> [Your goal] Present every line of the data below as a numbered list, skipping blank lines and omitting the pictures.

> [Data extract]
[start]

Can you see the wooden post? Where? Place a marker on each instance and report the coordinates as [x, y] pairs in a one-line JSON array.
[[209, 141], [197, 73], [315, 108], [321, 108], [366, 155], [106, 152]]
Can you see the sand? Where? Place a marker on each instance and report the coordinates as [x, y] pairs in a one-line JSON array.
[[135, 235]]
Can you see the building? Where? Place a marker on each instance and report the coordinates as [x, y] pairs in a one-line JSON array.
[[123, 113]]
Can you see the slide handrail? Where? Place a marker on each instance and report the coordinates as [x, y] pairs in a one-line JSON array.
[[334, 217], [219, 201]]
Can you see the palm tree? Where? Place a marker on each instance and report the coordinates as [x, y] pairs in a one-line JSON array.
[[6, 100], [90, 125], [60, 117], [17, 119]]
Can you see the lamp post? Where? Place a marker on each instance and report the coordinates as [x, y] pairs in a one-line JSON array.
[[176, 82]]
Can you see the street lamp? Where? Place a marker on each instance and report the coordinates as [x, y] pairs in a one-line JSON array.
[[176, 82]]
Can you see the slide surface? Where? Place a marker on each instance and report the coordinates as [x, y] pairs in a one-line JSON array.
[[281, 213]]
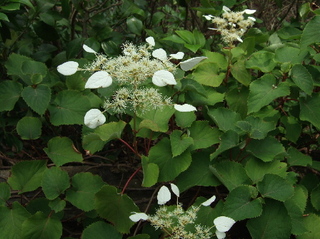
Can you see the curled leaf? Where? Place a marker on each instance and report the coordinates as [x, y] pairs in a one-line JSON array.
[[68, 68], [99, 79], [94, 118]]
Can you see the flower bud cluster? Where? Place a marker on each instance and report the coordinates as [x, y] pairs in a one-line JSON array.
[[232, 25]]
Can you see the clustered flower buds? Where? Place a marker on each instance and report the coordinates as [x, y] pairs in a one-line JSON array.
[[133, 71], [176, 223], [232, 25]]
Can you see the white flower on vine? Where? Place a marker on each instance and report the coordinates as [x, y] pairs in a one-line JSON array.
[[68, 68]]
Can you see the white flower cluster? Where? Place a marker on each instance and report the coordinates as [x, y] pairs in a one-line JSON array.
[[232, 25], [175, 222], [132, 72]]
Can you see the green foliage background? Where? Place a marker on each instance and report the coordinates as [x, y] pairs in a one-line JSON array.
[[254, 141]]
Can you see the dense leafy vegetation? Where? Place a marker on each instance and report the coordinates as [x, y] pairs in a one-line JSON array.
[[253, 141]]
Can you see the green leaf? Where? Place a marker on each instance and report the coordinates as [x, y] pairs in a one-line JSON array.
[[230, 173], [263, 91], [274, 222], [240, 73], [309, 109], [150, 172], [257, 169], [261, 60], [109, 131], [265, 149], [179, 142], [26, 176], [54, 182], [228, 140], [84, 187], [157, 119], [184, 119], [29, 128], [41, 227], [296, 158], [310, 33], [61, 151], [311, 223], [135, 25], [170, 167], [100, 230], [37, 97], [203, 135], [224, 118], [9, 94], [275, 187], [69, 107], [115, 207], [11, 220], [303, 79], [5, 193], [208, 74], [198, 174], [239, 204]]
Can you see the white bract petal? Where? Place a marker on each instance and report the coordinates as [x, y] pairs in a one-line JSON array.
[[68, 68], [150, 41], [88, 49], [184, 108], [137, 216], [175, 189], [179, 55], [223, 223], [209, 201], [160, 54], [226, 9], [163, 78], [99, 79], [164, 195], [94, 118], [249, 11], [220, 235], [190, 63]]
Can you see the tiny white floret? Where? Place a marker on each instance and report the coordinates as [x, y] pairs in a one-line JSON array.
[[175, 189], [223, 223], [160, 54], [68, 68], [164, 195], [137, 216], [179, 55], [99, 79], [88, 49], [209, 201], [150, 41], [163, 78], [184, 108], [94, 118]]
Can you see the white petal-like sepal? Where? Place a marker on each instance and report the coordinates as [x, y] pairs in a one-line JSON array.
[[175, 189], [209, 201], [190, 63], [184, 108], [179, 55], [94, 118], [223, 224], [88, 49], [164, 195], [249, 11], [99, 79], [150, 41], [160, 54], [137, 216], [68, 68], [163, 78]]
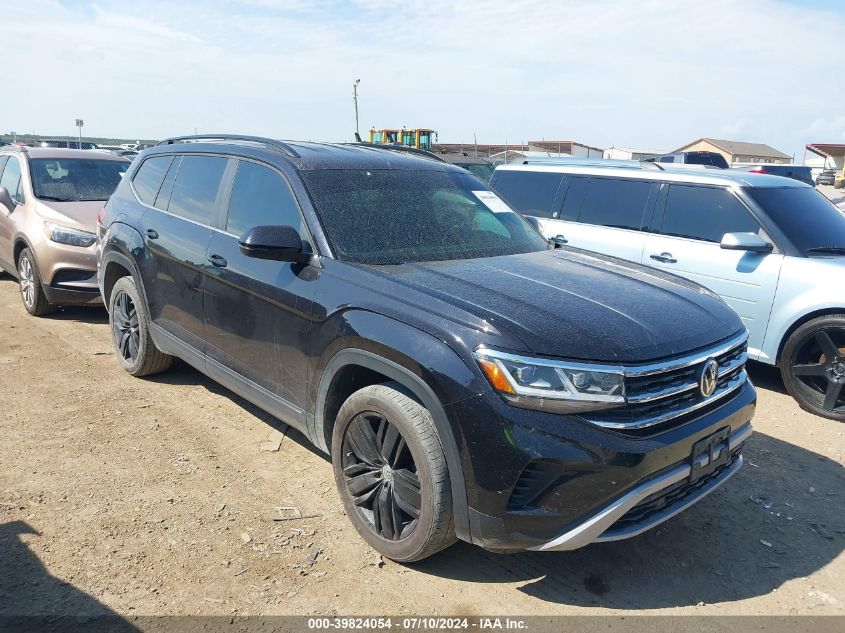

[end]

> [Task solution]
1. Can you see the wooden post? Where? Place a marker on each instance and report the coordinates as [x, y] pairs in a one-line JSON array.
2. [[209, 141], [197, 73], [315, 108], [321, 108], [366, 155], [106, 152]]
3. Can you see the sand? Where? Place a marker on each instance and report the coordinates as [x, y] pairs in a one-line JSON array.
4. [[135, 235]]
5. Can you see the building? Where? Place a marker on each instance and report the coordinates as [x, y] pairs in a one-line JSON array.
6. [[123, 113]]
7. Can you see the slide handrail? Where? Place a marker on each instance and report the coordinates as [x, y] pairs in a one-line JSON array.
8. [[334, 217], [219, 201]]
9. Can you see the palm tree? Where? Place a marker on each instance and report the coordinates as [x, y] pairs in a one-line JSON array.
10. [[6, 100], [90, 125], [60, 117], [17, 119]]
11. Can you see the lamp post? Where? Place a marker on each instance and report the coordinates as [x, y] pairs in a one-line JSON array.
12. [[176, 82]]
13. Can you see the street lamp? Where? Place a marker on each instance and report the coordinates as [x, y] pairs in a one-line JSON array.
14. [[176, 82]]
15. Can you see the slide surface? Where? Place a marker on each instance and report the coordinates as [x, y] pairs in a one-line JSON array.
16. [[281, 213]]
17. Can you see the curled leaf? Where? Place a marker on each instance and report the coordinates as [x, y] pairs in a one-line JSON array.
18. [[68, 68], [99, 79], [94, 118]]
19. Can you see the flower bud cluster? Where? Place a marker on each instance and report the coordinates as [x, y] pairs in a one-line JSON array.
20. [[232, 25]]
21. Can you see the clustered flower buds? Where? Place a marker on each instance and report the coordinates as [x, y] pairs in a one-line JSON array.
22. [[133, 71], [176, 223], [232, 25]]
23. Can you see the white flower on vine? Where? Place a marker on each instance and report the coordinates as [x, y] pairs in a one-line JSON array.
24. [[68, 68]]
25. Can you see the white flower cluster? Where? Place a marker on each instance and report the coordinates as [x, y] pairs in a one-line JSON array.
26. [[232, 25], [175, 222], [132, 72]]
27. Can you see the green foliage background? Where? Place a marker on each instance and report the coordinates as [x, y] pairs in a one-line JSON array.
28. [[254, 141]]
29. Can you see the dense leafy vegetation? Where? Place a marker on each instance and report the coordinates as [x, y] pairs in a one-line JSON array.
30. [[253, 141]]
31. Can you see the green leaf? Where? Place a marker on each instance and report the coordinates as [x, y] pairs in a one-line JSON array.
32. [[230, 173], [263, 91], [274, 222], [240, 73], [309, 109], [150, 172], [257, 169], [261, 60], [109, 131], [265, 149], [179, 142], [26, 176], [54, 182], [228, 140], [84, 187], [157, 119], [184, 119], [29, 128], [41, 227], [296, 158], [310, 33], [61, 151], [311, 223], [135, 25], [170, 167], [100, 230], [37, 97], [203, 135], [224, 118], [9, 94], [275, 187], [69, 107], [115, 207], [11, 220], [303, 79], [5, 193], [208, 74], [198, 174], [239, 204]]
33. Can you see the white bract petal? Where? Place a marker on each instance and report the coordinates as [x, y] pairs in a one-line JSON array.
34. [[68, 68], [150, 41], [88, 49], [184, 108], [137, 216], [175, 189], [179, 55], [223, 223], [209, 201], [160, 54], [226, 9], [163, 78], [99, 79], [164, 195], [94, 118], [249, 11], [220, 235], [190, 63]]
35. Can you see the tiny white floret? Where? Place a marker on each instance and report the coordinates as [x, y] pairs in a one-line JSON array.
36. [[175, 189], [223, 223], [160, 54], [68, 68], [164, 195], [137, 216], [179, 55], [99, 79], [88, 49], [209, 201], [150, 41], [163, 78], [184, 108], [94, 118]]
37. Can you see the white petal-like sepal? Where? Place a marker on each instance and report the coordinates as [x, y] pairs in a one-line JSON array.
38. [[175, 189], [209, 201], [190, 63], [184, 108], [179, 55], [94, 118], [223, 224], [88, 49], [164, 195], [249, 11], [99, 79], [150, 41], [160, 54], [137, 216], [68, 68], [163, 78]]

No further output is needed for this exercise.